■ Natural language region descriptions ■
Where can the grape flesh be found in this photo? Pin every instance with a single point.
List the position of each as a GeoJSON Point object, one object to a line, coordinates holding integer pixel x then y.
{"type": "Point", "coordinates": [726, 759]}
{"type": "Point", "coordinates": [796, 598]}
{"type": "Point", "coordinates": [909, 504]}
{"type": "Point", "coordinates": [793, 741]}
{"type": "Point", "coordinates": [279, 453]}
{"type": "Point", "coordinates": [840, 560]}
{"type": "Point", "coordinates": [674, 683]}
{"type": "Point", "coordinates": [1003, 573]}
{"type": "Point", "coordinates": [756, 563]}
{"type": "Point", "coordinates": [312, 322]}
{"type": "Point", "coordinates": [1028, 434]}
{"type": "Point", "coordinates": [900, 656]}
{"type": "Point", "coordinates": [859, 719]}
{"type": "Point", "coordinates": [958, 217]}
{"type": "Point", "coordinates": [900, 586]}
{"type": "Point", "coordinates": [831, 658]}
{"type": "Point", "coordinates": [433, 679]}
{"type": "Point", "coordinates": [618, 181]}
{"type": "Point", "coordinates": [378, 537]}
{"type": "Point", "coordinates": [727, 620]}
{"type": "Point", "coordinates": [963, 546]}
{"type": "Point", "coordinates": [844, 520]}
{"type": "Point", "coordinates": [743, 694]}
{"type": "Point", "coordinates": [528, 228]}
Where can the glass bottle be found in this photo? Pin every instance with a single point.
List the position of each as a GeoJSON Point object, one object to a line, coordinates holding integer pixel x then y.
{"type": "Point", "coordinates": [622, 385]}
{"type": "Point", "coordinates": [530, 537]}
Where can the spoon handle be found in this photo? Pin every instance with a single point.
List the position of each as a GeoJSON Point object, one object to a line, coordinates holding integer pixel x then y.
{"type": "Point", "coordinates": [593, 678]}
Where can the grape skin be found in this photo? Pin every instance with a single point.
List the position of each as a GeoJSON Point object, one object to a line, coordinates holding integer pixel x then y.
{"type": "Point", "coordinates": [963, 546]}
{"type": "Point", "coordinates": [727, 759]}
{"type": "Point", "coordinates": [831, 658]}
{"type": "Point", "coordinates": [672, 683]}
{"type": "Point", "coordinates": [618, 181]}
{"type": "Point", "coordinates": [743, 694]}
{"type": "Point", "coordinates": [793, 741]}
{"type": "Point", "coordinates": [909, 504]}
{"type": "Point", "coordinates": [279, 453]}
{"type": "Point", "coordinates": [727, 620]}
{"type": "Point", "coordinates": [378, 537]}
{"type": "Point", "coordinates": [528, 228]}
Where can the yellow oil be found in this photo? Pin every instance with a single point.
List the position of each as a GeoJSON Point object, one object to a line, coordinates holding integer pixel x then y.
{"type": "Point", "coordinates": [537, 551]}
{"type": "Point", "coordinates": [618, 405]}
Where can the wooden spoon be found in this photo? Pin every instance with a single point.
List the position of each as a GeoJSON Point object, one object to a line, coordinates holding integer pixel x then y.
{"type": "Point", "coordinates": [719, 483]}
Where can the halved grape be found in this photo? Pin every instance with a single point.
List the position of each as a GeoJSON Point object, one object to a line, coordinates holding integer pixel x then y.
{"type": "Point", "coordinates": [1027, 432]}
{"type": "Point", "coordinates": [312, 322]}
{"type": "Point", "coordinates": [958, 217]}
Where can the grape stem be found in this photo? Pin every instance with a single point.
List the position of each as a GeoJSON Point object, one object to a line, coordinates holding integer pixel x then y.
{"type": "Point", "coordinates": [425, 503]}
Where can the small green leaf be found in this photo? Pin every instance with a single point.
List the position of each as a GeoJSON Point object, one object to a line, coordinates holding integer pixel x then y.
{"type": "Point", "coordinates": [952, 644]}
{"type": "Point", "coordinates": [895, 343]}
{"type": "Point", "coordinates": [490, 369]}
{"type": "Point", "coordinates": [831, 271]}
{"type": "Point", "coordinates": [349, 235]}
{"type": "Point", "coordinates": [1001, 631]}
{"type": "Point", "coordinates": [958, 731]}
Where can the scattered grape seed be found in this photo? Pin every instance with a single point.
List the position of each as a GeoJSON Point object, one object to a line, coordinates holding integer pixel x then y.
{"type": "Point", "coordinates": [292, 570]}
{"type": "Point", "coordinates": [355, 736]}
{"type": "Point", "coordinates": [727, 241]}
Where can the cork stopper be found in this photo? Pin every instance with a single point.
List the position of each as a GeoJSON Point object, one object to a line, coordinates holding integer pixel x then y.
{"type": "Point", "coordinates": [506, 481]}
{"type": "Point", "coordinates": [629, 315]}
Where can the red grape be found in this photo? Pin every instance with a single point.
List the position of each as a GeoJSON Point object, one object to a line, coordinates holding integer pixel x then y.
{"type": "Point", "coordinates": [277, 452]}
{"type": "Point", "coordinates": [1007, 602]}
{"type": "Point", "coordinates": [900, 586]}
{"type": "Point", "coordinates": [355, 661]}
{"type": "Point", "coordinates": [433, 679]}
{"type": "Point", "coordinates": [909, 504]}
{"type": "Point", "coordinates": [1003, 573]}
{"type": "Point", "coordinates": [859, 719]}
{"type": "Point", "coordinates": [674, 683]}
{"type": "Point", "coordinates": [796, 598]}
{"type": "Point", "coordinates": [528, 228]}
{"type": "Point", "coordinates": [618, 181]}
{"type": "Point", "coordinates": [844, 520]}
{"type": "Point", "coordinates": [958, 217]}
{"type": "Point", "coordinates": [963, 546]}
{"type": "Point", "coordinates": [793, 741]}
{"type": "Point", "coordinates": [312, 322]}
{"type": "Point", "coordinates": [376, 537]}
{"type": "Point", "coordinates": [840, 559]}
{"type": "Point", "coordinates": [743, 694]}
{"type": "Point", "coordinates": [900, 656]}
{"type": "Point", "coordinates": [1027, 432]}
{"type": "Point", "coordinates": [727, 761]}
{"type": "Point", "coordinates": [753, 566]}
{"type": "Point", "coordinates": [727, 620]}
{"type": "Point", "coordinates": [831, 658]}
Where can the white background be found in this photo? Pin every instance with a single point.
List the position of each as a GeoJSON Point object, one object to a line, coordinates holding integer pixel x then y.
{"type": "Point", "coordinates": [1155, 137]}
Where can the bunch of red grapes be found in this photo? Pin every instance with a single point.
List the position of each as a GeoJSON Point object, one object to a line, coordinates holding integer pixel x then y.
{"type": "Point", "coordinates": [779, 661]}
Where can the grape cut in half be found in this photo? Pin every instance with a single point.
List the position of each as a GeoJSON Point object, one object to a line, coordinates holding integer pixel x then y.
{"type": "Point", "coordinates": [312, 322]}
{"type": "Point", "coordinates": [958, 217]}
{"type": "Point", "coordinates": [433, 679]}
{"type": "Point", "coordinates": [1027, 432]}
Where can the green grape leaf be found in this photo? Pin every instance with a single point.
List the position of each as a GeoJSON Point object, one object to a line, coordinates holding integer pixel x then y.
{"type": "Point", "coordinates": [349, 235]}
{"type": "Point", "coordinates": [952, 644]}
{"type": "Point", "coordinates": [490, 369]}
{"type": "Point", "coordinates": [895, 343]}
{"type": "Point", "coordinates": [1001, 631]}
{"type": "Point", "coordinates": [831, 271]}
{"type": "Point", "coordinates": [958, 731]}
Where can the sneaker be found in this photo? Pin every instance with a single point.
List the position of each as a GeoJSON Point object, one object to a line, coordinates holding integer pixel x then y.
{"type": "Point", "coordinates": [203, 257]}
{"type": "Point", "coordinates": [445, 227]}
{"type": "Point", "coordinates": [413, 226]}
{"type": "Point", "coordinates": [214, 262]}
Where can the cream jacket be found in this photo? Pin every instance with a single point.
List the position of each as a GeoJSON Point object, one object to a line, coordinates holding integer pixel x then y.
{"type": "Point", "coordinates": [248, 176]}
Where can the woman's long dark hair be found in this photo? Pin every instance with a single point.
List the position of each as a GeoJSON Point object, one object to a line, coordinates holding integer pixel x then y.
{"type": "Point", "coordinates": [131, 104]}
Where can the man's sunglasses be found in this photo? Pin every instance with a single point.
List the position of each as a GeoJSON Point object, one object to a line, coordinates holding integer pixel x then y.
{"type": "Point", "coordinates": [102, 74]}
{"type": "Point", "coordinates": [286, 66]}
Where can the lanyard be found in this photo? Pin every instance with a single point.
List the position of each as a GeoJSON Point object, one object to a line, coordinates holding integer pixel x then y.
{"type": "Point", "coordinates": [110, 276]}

■ What is expected ■
In the data above, how many lines contain the word "leaf"? Only the number is wanted.

■ Result for this exercise ■
2